Region pointing data:

****************************************

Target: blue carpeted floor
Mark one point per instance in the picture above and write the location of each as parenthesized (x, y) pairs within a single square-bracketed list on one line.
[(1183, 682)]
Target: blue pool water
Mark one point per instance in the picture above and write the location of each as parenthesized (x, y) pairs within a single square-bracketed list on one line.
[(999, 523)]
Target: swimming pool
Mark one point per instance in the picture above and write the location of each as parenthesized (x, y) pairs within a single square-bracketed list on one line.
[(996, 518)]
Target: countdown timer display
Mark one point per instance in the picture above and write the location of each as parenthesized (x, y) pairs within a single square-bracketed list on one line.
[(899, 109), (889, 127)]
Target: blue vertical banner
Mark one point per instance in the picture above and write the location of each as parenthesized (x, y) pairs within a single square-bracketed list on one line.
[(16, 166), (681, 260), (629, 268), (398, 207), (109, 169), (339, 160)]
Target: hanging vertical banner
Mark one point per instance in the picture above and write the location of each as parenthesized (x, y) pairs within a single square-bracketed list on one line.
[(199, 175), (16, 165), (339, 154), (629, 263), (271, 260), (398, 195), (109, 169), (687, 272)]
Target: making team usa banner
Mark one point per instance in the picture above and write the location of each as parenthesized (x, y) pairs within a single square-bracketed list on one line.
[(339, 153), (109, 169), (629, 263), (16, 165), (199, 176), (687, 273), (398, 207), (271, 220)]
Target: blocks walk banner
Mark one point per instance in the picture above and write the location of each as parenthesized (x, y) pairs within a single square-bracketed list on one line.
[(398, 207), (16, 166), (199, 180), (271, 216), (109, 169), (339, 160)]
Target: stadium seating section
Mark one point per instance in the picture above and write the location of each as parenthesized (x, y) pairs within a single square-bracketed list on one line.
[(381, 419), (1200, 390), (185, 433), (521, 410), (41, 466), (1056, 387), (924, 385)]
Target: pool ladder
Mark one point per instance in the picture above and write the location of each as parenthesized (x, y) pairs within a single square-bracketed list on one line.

****************************************

| Try it |
What you return must be the lines above that run from the line with "Target: blue vertical banner" to the line with "Target: hanging vertical banner", inclusive, each copied exactly.

| Solution to the problem |
Target: blue vertical banner
Mark one point per instance in the picture above and write the location of each as parenthesized (x, y) pairs within a single square-bracketed list on one line.
[(16, 166), (681, 260), (629, 268), (398, 207), (109, 169), (339, 160)]
Target: hanging vertical banner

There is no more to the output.